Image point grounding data

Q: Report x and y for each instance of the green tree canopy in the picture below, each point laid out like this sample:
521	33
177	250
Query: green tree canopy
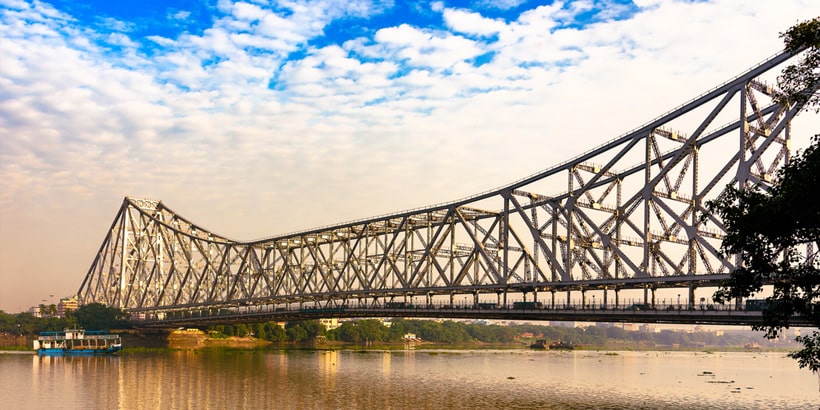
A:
776	231
96	316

EXERCISE PROMPT
When copying the records, reproduce every entry exactly and omit all pictures.

ANSWER FOR THE TASK
Q: Report x and y for each instance of the green tree canopy in the picture below, each point laid out like this sample:
521	33
177	250
Query: green tree canopy
A:
776	231
96	316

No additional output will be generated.